■ Task statement
The entries should be restated word for word.

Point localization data
>>

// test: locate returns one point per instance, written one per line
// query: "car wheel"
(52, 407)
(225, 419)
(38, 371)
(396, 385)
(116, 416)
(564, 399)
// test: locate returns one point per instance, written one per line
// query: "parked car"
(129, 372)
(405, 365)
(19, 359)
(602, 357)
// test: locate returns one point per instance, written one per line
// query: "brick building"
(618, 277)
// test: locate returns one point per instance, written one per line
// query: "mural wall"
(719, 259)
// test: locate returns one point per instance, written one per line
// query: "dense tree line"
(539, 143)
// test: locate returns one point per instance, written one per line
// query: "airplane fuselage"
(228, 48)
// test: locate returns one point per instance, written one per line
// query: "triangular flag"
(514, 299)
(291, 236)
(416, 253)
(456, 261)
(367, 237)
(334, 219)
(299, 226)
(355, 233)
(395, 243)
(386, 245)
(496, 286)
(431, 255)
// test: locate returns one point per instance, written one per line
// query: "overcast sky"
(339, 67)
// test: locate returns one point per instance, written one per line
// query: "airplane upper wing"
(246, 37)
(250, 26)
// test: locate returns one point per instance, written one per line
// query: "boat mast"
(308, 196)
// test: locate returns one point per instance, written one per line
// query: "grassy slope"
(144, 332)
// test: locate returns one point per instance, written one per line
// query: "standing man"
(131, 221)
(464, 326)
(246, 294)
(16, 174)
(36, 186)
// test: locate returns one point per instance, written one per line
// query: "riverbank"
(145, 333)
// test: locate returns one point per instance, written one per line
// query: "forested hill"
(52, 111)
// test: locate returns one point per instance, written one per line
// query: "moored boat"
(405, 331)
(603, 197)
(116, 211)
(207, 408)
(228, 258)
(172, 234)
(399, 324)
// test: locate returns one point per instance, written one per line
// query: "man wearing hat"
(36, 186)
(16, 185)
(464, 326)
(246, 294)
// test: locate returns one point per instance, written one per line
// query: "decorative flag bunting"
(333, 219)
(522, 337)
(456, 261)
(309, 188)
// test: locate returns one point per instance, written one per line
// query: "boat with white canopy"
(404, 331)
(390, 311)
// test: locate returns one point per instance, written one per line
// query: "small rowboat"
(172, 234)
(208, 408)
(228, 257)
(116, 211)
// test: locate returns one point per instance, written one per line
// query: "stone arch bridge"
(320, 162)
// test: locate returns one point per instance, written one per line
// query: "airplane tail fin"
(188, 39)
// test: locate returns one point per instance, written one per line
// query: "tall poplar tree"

<<

■ Exercise response
// test: locate returns one point per instance, written one per line
// query: "car wheel"
(52, 407)
(225, 419)
(38, 371)
(396, 385)
(116, 416)
(564, 399)
// test: locate returns one point per instance, written one per line
// query: "parked car"
(129, 372)
(405, 365)
(19, 359)
(602, 357)
// test: locate returns one point per instance, written one per line
// query: "brick building"
(618, 277)
// test: locate returns one point per instance, written one per line
// query: "mural wall"
(719, 259)
// test: locate returns one point per instance, written one per line
// query: "dense tree line"
(539, 143)
// test: locate returns one point per instance, written one per line
// query: "airplane fuselage"
(228, 48)
// test: locate returns one point per instance, written one per line
// query: "triangular flag"
(514, 299)
(291, 236)
(416, 253)
(456, 261)
(367, 237)
(334, 219)
(299, 226)
(355, 233)
(395, 243)
(386, 245)
(496, 286)
(431, 255)
// test: locate returns one point per instance, written one per line
// query: "overcast sky"
(339, 67)
// test: locate returns one point per instance, written one per line
// query: "airplane upper wing"
(246, 37)
(250, 26)
// test: locate returns one point per instance, written one per line
// query: "boat mast"
(308, 196)
// test: locate returns one point per instance, written one per line
// query: "grassy slope"
(144, 332)
// test: locate returns one point per instance, written one per line
// query: "standing man"
(131, 221)
(464, 326)
(246, 294)
(16, 174)
(36, 186)
// test: locate returns one point per instance, written one per line
// query: "riverbank"
(145, 333)
// test: locate returns one point per instance, written one per line
// query: "forested hill"
(52, 111)
// test: locate returns one point per instance, written one per line
// query: "moored boat"
(405, 331)
(603, 197)
(116, 211)
(207, 408)
(228, 258)
(172, 234)
(399, 324)
// test: locate returns one point per instance, written one per line
// query: "man wearing hat"
(36, 186)
(16, 185)
(464, 326)
(246, 294)
// test: locate returns one point per instance, written one per line
// query: "decorative flag bunting"
(333, 219)
(522, 337)
(456, 261)
(309, 188)
// test: locate returns one point per instance, written one per line
// query: "boat with white canopy"
(404, 331)
(390, 311)
// test: locate returns one point per instance, written one per line
// query: "small rowboat"
(172, 234)
(208, 408)
(228, 257)
(116, 211)
// test: locate returns one point per instance, written one per line
// query: "stone arch bridge"
(320, 162)
// test: locate returns one point per instance, written one per line
// query: "airplane tail fin"
(188, 39)
// test: locate returns one point per instance, written one per line
// query: "tall poplar tree"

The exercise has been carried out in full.